> [Text block]:

====

Has the media been overemphasizing the social importance of Chinese middle-class protests in order to advance the perception of a growing Chinese civil society? Former reporter James Mann and author Gordon G. Chang touched upon this important issue at a recent Heritage Foundation forum.
“Scholars dismiss talk of China’s collapse as they downplay one concern or another, but the point is China faces these challenges all at once, not one challenge at a time,” argued Chang. These challenges include inflation, unpaid social security benefits, runaway corruption, and a deteriorating environment. More importantly, Chang sees ongoing political repression in the midst of economic liberalization as an insurmountable obstacle for the Chinese Communist Party (CCP).
“Most interestingly, we are beginning to see middle-class Chinese—the beneficiaries of decades of reform—take to the streets. They take to the streets whenever they think that their rights are threatened,” said Chang. He added, “If there is one unifying theme for unrest in China today, it is the desire for justice, the demand to be treated fairly.”

====

> [Objective 1]: Select each line in the rows below that contains the string "rocky", and copy those lines. Case matters.

> [Records from a dataset]:
====

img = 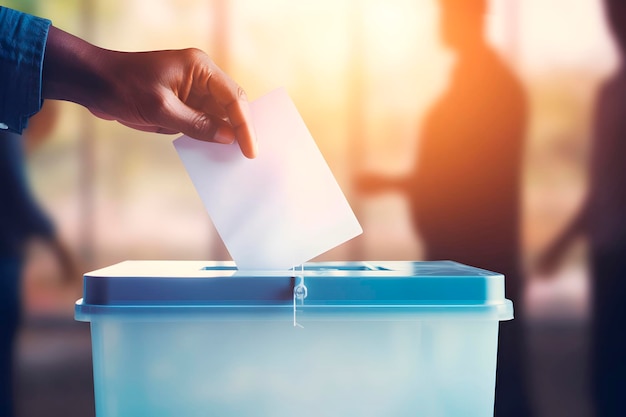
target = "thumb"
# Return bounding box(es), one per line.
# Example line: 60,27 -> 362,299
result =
158,94 -> 235,144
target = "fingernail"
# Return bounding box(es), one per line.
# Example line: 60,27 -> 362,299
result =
213,127 -> 235,145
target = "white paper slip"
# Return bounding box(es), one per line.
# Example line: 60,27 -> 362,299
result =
174,89 -> 363,270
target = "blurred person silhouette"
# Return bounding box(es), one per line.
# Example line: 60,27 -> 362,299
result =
0,6 -> 257,417
0,103 -> 78,416
357,0 -> 531,417
536,0 -> 626,417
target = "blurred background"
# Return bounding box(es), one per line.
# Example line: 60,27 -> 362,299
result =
2,0 -> 618,417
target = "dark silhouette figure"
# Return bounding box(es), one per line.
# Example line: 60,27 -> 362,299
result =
359,0 -> 531,417
538,0 -> 626,417
0,104 -> 78,417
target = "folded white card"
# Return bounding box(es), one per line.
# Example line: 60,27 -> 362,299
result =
174,89 -> 362,270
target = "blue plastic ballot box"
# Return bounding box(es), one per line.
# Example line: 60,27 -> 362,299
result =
75,261 -> 513,417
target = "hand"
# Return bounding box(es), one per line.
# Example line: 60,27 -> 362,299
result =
43,27 -> 257,158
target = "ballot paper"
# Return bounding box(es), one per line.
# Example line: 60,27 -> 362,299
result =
174,89 -> 362,270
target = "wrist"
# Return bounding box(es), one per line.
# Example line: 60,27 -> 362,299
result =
42,26 -> 114,109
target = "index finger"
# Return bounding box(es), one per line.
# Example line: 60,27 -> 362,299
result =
208,64 -> 258,158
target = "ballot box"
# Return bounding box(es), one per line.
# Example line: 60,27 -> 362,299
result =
75,261 -> 513,417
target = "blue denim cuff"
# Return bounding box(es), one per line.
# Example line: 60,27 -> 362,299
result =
0,7 -> 51,133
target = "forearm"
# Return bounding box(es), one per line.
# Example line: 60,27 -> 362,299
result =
42,26 -> 115,108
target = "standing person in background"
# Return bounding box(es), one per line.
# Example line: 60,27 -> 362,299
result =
359,0 -> 531,417
0,7 -> 257,417
0,101 -> 77,416
537,0 -> 626,417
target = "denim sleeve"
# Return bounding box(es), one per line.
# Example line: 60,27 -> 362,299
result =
0,7 -> 51,133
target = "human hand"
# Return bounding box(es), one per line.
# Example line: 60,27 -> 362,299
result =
43,27 -> 257,158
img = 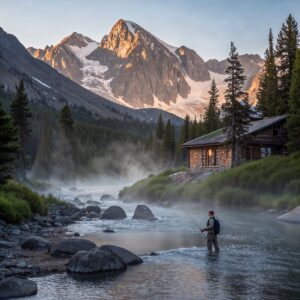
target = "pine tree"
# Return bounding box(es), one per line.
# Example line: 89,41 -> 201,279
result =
162,120 -> 173,161
170,124 -> 176,159
189,117 -> 198,140
204,79 -> 220,133
257,29 -> 279,117
59,104 -> 74,143
222,42 -> 250,167
10,80 -> 32,179
0,102 -> 19,183
276,14 -> 299,114
155,114 -> 165,140
287,49 -> 300,152
180,115 -> 191,143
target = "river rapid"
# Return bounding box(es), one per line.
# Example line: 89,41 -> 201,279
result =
21,180 -> 300,300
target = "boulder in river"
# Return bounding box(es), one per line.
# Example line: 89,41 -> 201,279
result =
278,205 -> 300,224
100,245 -> 143,265
100,194 -> 116,201
86,200 -> 101,205
102,206 -> 127,220
67,247 -> 126,273
73,197 -> 84,205
21,235 -> 51,250
0,277 -> 37,299
132,205 -> 156,220
85,205 -> 101,214
50,239 -> 97,256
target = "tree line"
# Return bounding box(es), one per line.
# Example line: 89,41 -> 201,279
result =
0,15 -> 300,181
156,15 -> 300,166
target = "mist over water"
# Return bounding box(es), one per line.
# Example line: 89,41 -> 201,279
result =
24,179 -> 300,300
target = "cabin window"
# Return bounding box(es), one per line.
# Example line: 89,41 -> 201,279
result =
204,148 -> 217,167
273,126 -> 280,136
260,147 -> 272,158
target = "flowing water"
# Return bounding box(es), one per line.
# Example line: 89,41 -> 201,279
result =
22,182 -> 300,300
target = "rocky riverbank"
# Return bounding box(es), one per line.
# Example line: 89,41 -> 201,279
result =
0,197 -> 156,299
0,205 -> 80,279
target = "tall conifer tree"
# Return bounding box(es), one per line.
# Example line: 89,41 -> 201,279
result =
222,42 -> 250,167
257,29 -> 279,117
10,80 -> 32,179
276,14 -> 299,114
204,79 -> 220,133
162,120 -> 173,161
0,102 -> 19,183
287,49 -> 300,152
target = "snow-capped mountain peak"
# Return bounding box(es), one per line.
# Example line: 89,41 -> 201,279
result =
28,19 -> 263,116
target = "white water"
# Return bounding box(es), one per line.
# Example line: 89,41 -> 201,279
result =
22,185 -> 300,300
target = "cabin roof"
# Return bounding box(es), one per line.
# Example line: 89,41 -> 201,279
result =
182,115 -> 287,148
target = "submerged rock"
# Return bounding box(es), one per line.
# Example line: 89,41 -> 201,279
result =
67,248 -> 126,273
278,205 -> 300,224
102,206 -> 127,220
132,205 -> 156,220
0,277 -> 37,299
50,239 -> 97,256
100,245 -> 143,265
86,200 -> 101,205
103,228 -> 115,233
21,235 -> 51,250
100,194 -> 116,201
73,197 -> 84,205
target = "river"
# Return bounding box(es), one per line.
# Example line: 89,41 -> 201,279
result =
21,182 -> 300,300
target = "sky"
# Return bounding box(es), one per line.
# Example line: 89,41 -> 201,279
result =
0,0 -> 300,60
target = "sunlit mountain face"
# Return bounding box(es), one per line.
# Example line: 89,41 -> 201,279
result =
28,20 -> 263,117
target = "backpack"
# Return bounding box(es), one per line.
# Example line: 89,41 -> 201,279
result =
207,217 -> 221,234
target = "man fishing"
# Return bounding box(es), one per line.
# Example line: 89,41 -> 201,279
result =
201,210 -> 220,252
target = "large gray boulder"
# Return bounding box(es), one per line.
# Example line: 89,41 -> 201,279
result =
0,277 -> 37,299
50,239 -> 97,256
132,205 -> 155,220
20,235 -> 51,250
102,206 -> 127,220
100,245 -> 143,265
278,205 -> 300,224
67,247 -> 126,273
85,205 -> 101,214
100,194 -> 116,201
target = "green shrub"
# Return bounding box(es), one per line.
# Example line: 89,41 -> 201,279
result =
0,192 -> 31,223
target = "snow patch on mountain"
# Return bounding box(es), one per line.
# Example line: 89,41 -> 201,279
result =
69,42 -> 115,100
125,21 -> 137,35
32,77 -> 52,89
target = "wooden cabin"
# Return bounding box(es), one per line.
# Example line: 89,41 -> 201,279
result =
182,116 -> 287,169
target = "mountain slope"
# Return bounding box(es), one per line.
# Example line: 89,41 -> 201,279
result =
0,28 -> 181,123
28,19 -> 263,116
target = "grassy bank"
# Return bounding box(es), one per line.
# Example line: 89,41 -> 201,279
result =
120,152 -> 300,209
0,181 -> 61,223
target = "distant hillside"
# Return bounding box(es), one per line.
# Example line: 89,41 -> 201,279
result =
120,152 -> 300,210
0,28 -> 181,124
28,19 -> 264,117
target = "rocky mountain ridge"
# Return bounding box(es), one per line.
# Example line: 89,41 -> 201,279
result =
28,19 -> 263,117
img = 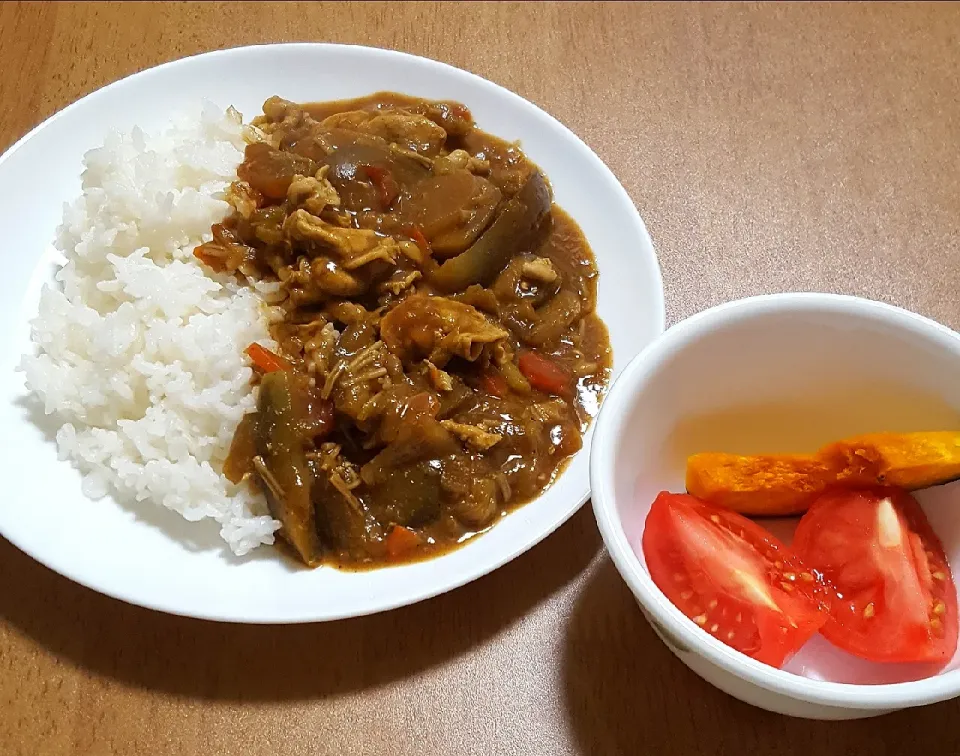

====

> [Objective 2]: Continue the passage on Chinese middle-class protests from the point where it ends.

> [Expected answer 1]:
target = "rocky riverbank"
target = "rocky mountain ridge"

> [Expected answer 2]:
According to modernization theory, economic liberalization precedes democratic freedoms. Thus Chang argues in Commentary magazine that “But the real lesson of the fall of the Soviet Union is otherwise—that when necessary reform is delayed too long, radical political transformation becomes all but inevitable.”
Chang is not alone in forecasting the impending civil society movement in China. Describing the controversy surrounding the Shanghai maglev train line expansion, New York Times reporter Howard French writes that “the coalescing of homeowners here around issues like property values, environmental safety, urban planning, and how tax money is spent is seen as the strongest sign yet of rising resentment among China’s fast-growing middle class over a lack of say in decision making.” French then quotes a young businesswoman complaining about her lack of influence on government spending.
The assumption that middle class protests over economic disputes could snowball into widespread protests is shared by many democracy-favoring publications. French writes of the January Shanghai protests, “But if a citizens’ movement here did manage to force the government to reverse its plans, disgruntled citizens in cities all over China could take their cue from Shanghai.”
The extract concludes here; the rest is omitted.